» **REQUIRED ACTION 1**
Answer these questions from the ANML summary, one line each, marked as shown.
(a) Which four factors weight per-sample training contributions?
(b) Which two strategies does the work propose for baseline performance and resilience to data-poisoning?
(c) Across how many datasets was the approach empirically validated?
» **REQUIRED ACTION 2**
Carry on the ANML summary after its final sentence, adding one paragraph in the same formal register.

» **PAGE EXCERPT**

ANML: Attribution-Native Machine Learning with Guaranteed Robustness
Oliver Zahn, Matt Beton, Simran Chana
TL;DR
ANML introduces attribution-native machine learning by weighting per-sample training contributions with four provenance-informed factors: gradient-consistency $q$, verification $v$, reputation $r$, and freshness $T$. It analyzes multiplicative and robust signal-combination strategies, proposing Two-Stage Adaptive Gating and Softmax Blend to ensure baseline performance and resilience to data-poisoning. Empirical validation across five datasets shows substantial improvements (e.g., +33% to +75% error reduction) and notable data-efficiency (20% high-quality data beating 100% uniformly weighted data by 47%), along with strong robustness to adversarial conditions and meaningful contributor-level attribution gains. The work highlights practical implications for training frontier AI on expert data, offering mechanisms to credit contributors and sustain data-sharing incentives while maintaining safe training dynamics, including a safety fallback when external signals are compromised.

» **INPUT DATA**
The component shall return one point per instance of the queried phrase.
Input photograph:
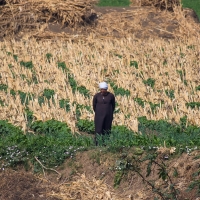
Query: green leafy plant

» **ANSWER AREA 1**
(a) Gradient-consistency $q$, verification $v$, reputation $r$, and freshness $T$.
(b) Two-Stage Adaptive Gating and Softmax Blend.
(c) Five.

» **ANSWER AREA 2**
Abstract
Frontier AI systems increasingly train on specialized expert data, from clinical records to proprietary research to curated datasets, yet current training pipelines treat all samples identically. A Nobel laureate's contribution receives the same weight as an unverified submission. We introduce ANML (Attribution-Native Machine Learning), a framework that weights training samples by four quality factors: gradient-based consistency (q), verification status (v), contributor reputation (r), and temporal relevance (T). By combining what the model observes (gradient signals) with what the system knows about data provenance (external signals), ANML produces per-contributor quality weights that simultaneously improve model performance and enable downstream attribution. Across 5 datasets (178-32,561 samples), ANML achieves 33-72% error reduction over gradient-only baselines. Quality-weighted training is data-efficient: 20% high-quality data outperforms 100% uniformly weighted data by 47%. A Two-Stage Adaptive gating mechanism guarantees that ANML never underperforms the best available baseline, including under strategic joint attacks combining credential faking with gradient alignment. When per-sample detection fails against subtle corruption, contributor-level attribution provides 1.3-5.3x greater improvement than sample-level methods, with the advantage growing as corruption becomes harder to detect.